(Beginning of STORED DATA)

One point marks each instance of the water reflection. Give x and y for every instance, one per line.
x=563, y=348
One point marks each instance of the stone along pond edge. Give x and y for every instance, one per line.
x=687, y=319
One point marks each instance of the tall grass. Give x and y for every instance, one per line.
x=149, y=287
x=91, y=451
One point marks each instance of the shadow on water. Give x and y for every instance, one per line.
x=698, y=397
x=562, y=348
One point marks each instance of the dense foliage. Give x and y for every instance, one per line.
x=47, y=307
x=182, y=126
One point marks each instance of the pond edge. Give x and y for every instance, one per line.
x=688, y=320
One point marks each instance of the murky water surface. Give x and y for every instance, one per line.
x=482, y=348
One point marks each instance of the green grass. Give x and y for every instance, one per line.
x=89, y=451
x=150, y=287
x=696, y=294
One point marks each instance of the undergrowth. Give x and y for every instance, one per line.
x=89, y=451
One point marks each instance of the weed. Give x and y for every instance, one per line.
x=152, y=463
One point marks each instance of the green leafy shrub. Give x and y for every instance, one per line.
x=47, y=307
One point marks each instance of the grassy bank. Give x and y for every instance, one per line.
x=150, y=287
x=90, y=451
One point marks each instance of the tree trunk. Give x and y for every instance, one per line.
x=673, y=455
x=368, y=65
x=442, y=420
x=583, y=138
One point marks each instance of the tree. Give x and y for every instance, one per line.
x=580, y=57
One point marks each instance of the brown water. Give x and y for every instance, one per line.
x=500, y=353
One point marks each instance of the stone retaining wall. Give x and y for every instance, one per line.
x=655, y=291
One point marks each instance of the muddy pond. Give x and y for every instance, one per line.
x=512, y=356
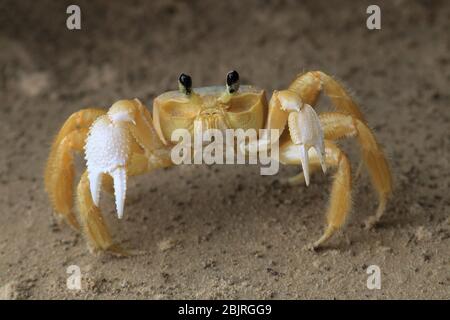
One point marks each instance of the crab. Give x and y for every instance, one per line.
x=127, y=140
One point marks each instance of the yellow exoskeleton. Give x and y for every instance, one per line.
x=126, y=140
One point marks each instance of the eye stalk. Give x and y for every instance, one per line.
x=232, y=81
x=185, y=84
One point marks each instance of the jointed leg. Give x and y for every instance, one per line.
x=309, y=85
x=92, y=220
x=335, y=126
x=340, y=199
x=59, y=171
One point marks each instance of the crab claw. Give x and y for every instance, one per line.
x=107, y=151
x=306, y=131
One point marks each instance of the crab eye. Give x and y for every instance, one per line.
x=185, y=84
x=232, y=81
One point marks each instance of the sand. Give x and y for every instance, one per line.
x=210, y=232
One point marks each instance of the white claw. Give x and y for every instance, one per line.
x=107, y=151
x=305, y=163
x=120, y=188
x=306, y=131
x=95, y=183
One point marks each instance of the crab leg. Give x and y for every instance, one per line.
x=337, y=126
x=340, y=199
x=59, y=171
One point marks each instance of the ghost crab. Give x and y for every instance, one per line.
x=126, y=141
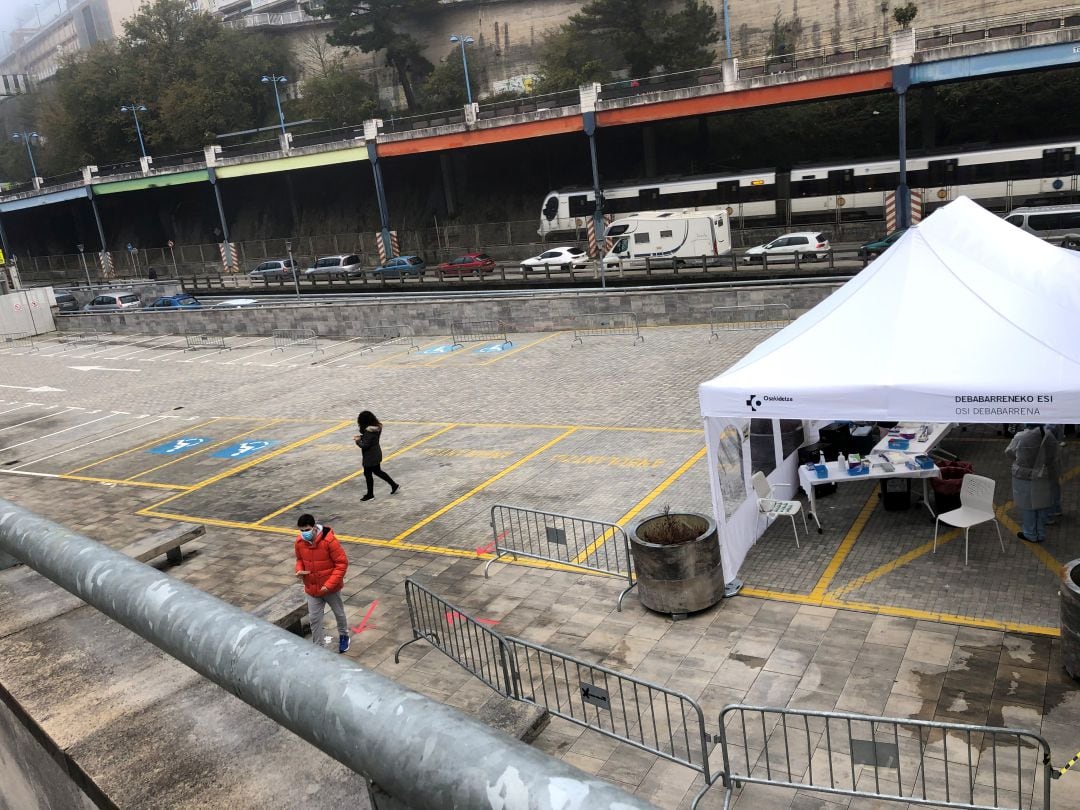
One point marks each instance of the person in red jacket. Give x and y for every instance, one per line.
x=321, y=565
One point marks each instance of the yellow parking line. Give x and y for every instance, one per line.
x=254, y=462
x=187, y=456
x=151, y=443
x=441, y=550
x=642, y=504
x=849, y=540
x=520, y=349
x=350, y=476
x=93, y=480
x=483, y=485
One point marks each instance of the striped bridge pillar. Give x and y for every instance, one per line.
x=105, y=258
x=382, y=248
x=229, y=260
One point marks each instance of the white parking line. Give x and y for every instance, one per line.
x=56, y=433
x=36, y=419
x=95, y=441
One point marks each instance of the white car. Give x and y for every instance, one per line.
x=808, y=245
x=557, y=259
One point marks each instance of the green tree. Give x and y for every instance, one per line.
x=566, y=65
x=646, y=35
x=379, y=25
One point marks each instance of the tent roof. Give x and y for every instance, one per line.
x=966, y=318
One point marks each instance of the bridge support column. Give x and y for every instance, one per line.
x=370, y=137
x=901, y=81
x=589, y=95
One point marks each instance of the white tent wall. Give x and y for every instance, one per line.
x=739, y=522
x=967, y=319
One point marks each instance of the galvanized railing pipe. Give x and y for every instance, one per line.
x=409, y=745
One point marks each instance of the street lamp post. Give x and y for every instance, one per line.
x=135, y=109
x=26, y=137
x=464, y=62
x=275, y=80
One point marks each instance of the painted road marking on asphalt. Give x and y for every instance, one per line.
x=352, y=475
x=56, y=433
x=157, y=440
x=94, y=441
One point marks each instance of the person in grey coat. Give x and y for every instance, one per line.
x=367, y=441
x=1034, y=456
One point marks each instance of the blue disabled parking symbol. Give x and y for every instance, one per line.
x=243, y=449
x=178, y=446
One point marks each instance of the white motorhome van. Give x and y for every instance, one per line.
x=1047, y=220
x=666, y=238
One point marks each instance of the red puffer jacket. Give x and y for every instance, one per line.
x=325, y=561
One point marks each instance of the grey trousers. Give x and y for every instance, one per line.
x=315, y=610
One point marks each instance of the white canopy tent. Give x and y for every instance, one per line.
x=964, y=319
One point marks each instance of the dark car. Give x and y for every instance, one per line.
x=869, y=250
x=471, y=264
x=66, y=302
x=181, y=300
x=402, y=266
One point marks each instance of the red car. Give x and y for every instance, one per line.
x=471, y=264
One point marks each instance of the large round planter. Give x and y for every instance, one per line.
x=1070, y=618
x=678, y=578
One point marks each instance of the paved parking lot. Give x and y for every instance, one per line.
x=130, y=433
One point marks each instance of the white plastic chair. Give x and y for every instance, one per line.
x=976, y=507
x=771, y=507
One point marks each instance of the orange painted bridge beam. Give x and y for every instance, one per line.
x=740, y=99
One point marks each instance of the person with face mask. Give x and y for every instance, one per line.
x=321, y=565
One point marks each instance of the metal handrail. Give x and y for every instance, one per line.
x=409, y=745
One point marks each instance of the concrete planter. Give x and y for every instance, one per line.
x=1070, y=618
x=677, y=578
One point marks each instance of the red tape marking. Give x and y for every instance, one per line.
x=363, y=623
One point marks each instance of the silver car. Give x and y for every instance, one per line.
x=336, y=267
x=112, y=301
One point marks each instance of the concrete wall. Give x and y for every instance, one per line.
x=528, y=313
x=35, y=773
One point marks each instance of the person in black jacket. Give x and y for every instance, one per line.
x=367, y=441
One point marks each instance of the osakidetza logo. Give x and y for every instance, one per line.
x=754, y=401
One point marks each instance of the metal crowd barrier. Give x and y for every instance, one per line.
x=202, y=340
x=480, y=332
x=603, y=324
x=579, y=542
x=287, y=338
x=645, y=715
x=747, y=316
x=19, y=340
x=895, y=759
x=376, y=337
x=461, y=637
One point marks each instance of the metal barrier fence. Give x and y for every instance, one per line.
x=645, y=715
x=19, y=340
x=480, y=332
x=603, y=324
x=202, y=340
x=461, y=637
x=896, y=759
x=376, y=337
x=580, y=542
x=747, y=316
x=287, y=338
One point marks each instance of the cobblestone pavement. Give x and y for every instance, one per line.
x=606, y=430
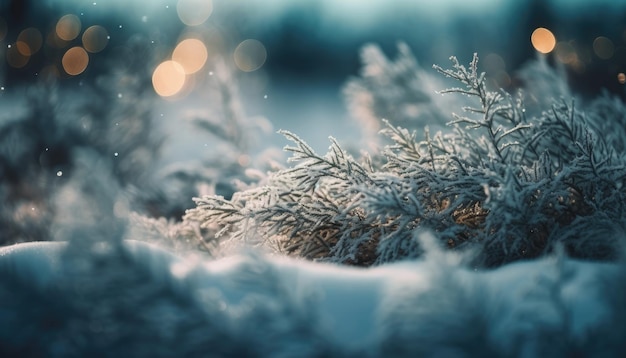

(End of STORED DATA)

■ **REQUIREMENT**:
Output the records above exactly as they are, leaving out the pictures.

■ **ANSWER TO THIS PROBLEM**:
One point marks each instance of the water reflection. Give x and y for every instance, one per line.
x=563, y=348
One point marks each instance of the stone along pond edge. Give x and y for every instance, one per line.
x=687, y=319
One point marks each instance of the tall grass. Give x and y for every instance, one per line.
x=149, y=287
x=91, y=451
One point marks each instance of the shadow on water. Give x and y for every instance, one per line.
x=698, y=397
x=562, y=348
One point marks each instance of the dense foliage. Give x and y for every instance, one per line.
x=47, y=307
x=182, y=126
One point marks each instance of the pond edge. Give x and y for every instance, one per line.
x=688, y=320
One point marks each instance of the murky water surface. Give x and y for every instance, one per line.
x=482, y=348
One point marks each instance of the green grass. Give x and y for every instance, one per line.
x=89, y=451
x=150, y=287
x=696, y=294
One point marks each instance of the undergrowth. Give x and y for every instance, one per line.
x=89, y=451
One point marks each instance of the weed. Give x and y for every instance, one per line.
x=152, y=463
One point marks each instance of the green leafy shrub. Give x and y for every instance, one per line.
x=47, y=307
One point marks each instance of the grassy bank. Give x and y for every instance, one per line.
x=150, y=287
x=90, y=451
One point marks each instance of the tree trunk. Give x and y for every instance, one per line.
x=673, y=455
x=368, y=65
x=442, y=420
x=583, y=138
One point marks each instance of the tree. Give x and y for every instance, one per line.
x=580, y=57
One point marks each instance of the brown water. Give x and y for every instance, one per line.
x=500, y=353
One point marks each instance of the stone retaining wall. Give x and y for every instance, one per line.
x=655, y=291
One point marks each instance of the muddy pond. Give x and y for every instance, one per line.
x=512, y=356
One point marks each instance of the crab. Give x and y for every instance, one per line.
x=127, y=140
One point marks each instance of the yellow exoskeleton. Give x and y for every instance, one per line.
x=126, y=140
One point marks each instance of the eye stalk. Give x and y for every instance, one per line.
x=232, y=81
x=185, y=84
One point marks each instance of the jointed leg. Give x and y for every instance, one per line.
x=309, y=85
x=92, y=220
x=335, y=126
x=340, y=199
x=59, y=171
One point marks each instance of the crab claw. Give x and y for every instance, one per line.
x=107, y=151
x=306, y=131
One point marks each instance of the crab eye. Give x and y for every instance, one per line.
x=185, y=84
x=232, y=81
One point marks each instance of the sand. Give x and y for every instance, one per line.
x=210, y=232
One point marks each instance of the white claw. Give x and y for every instance, one per line.
x=107, y=151
x=305, y=163
x=120, y=188
x=306, y=131
x=95, y=183
One point marks each instance of the crab leg. Give x and y for every instance, one per line.
x=337, y=126
x=340, y=199
x=59, y=171
One point marks each instance of the ghost crab. Give x and y for every instance, one per line.
x=126, y=141
One point marks each instance of the person in red jacket. Give x and y for every instance, one per line.
x=321, y=565
One point marks each instance of the yellow parking line. Give x and y for every instance, one per line.
x=254, y=462
x=187, y=456
x=151, y=443
x=441, y=550
x=642, y=504
x=849, y=540
x=520, y=349
x=350, y=476
x=93, y=480
x=483, y=485
One point marks each instance of the striped bridge pillar. Give x and y for every instance, one per line.
x=105, y=258
x=382, y=248
x=229, y=260
One point marks each instance of the white parking line. Give x and y for every instance, one per line.
x=56, y=433
x=36, y=419
x=95, y=441
One point marks each instance of the white car. Give x and y for every instance, one per line.
x=808, y=245
x=557, y=259
One point marks each instance of the green tree. Give x and y for every instance, one per line.
x=566, y=65
x=646, y=35
x=379, y=25
One point marks each instance of the tent roof. Give x and y for every instance, one per line.
x=966, y=318
One point marks each instance of the bridge support column. Give x and y for every instance, one per line.
x=370, y=137
x=901, y=81
x=589, y=95
One point marks each instance of the white tent wall. Give x and y for every instance, one per line.
x=739, y=522
x=967, y=319
One point marks each instance of the galvanized railing pipe. Give x and y for every instance, one per line.
x=409, y=745
One point marks each instance of the street lamp post. Give x and y for every instance, one per line.
x=135, y=109
x=26, y=137
x=464, y=62
x=275, y=80
One point marks each instance of the painted road marking on asphalt. Give x and y for every instance, one per line.
x=352, y=475
x=56, y=433
x=157, y=440
x=94, y=441
One point marks each instance of the person in grey coat. Give x and y for every instance, one per line.
x=367, y=441
x=1034, y=456
One point marks each instance of the blue disabled parking symbol. Give x and y for every instance, one per line.
x=243, y=449
x=178, y=446
One point marks each instance of the white motorhome van. Give x and y for every instance, one per line.
x=1047, y=220
x=666, y=238
One point marks each instance of the red puffer jacket. Give x and y for every instance, one per line.
x=325, y=561
One point marks each instance of the grey trousers. Give x and y for every instance, one per line.
x=315, y=610
One point marks each instance of the white canopy tent. Give x and y for every instance, one per line.
x=964, y=319
One point marks each instance of the dark car. Give x and y for every instance, one per line.
x=869, y=250
x=471, y=264
x=66, y=302
x=181, y=300
x=402, y=266
One point marks each instance of the red car. Give x and y for every instance, one per line.
x=471, y=264
One point marks each instance of the large round planter. Give x and y for every instance, one per line.
x=1070, y=618
x=678, y=578
One point marks each instance of the paved parking lot. Give x and y for every instance, one per line.
x=130, y=433
One point marks each instance of the white plastic chair. Give x and y for every instance, one per line.
x=976, y=507
x=771, y=507
One point marks each instance of the orange painted bridge beam. Give x and y for every instance, one per line.
x=740, y=99
One point marks each instance of the person with face mask. Give x and y for every instance, one per line.
x=321, y=565
One point marks each instance of the metal handrail. Give x and y for every instance, one per line.
x=409, y=745
One point marks each instance of the concrete planter. Give x and y for every instance, one per line.
x=1070, y=618
x=677, y=578
One point marks each instance of the red tape marking. Give x and y for every instance, one per line.
x=363, y=623
One point marks each instance of the silver car. Give x and y for every instance, one per line.
x=336, y=267
x=112, y=301
One point marks each instance of the concrete wall. Give x and y for every instance, one per line.
x=528, y=313
x=35, y=773
One point marks each instance of the person in black jacket. Give x and y for every instance, one per line.
x=367, y=441
One point marks each instance of the osakidetza logo. Give x and y for every instance, one per line.
x=754, y=401
One point marks each instance of the metal crowd barrier. Give x and y for every instance, one per line.
x=202, y=340
x=480, y=332
x=603, y=324
x=579, y=542
x=287, y=338
x=645, y=715
x=747, y=316
x=19, y=340
x=895, y=759
x=376, y=337
x=461, y=637
One point marks each instance of the metal barrier fence. Give x and y for every instance, one per line.
x=645, y=715
x=19, y=340
x=480, y=332
x=603, y=324
x=202, y=340
x=461, y=637
x=896, y=759
x=376, y=337
x=580, y=542
x=747, y=316
x=287, y=338
One point marks each instance of the cobblestone pavement. Give x and y for every instance, one per line.
x=606, y=430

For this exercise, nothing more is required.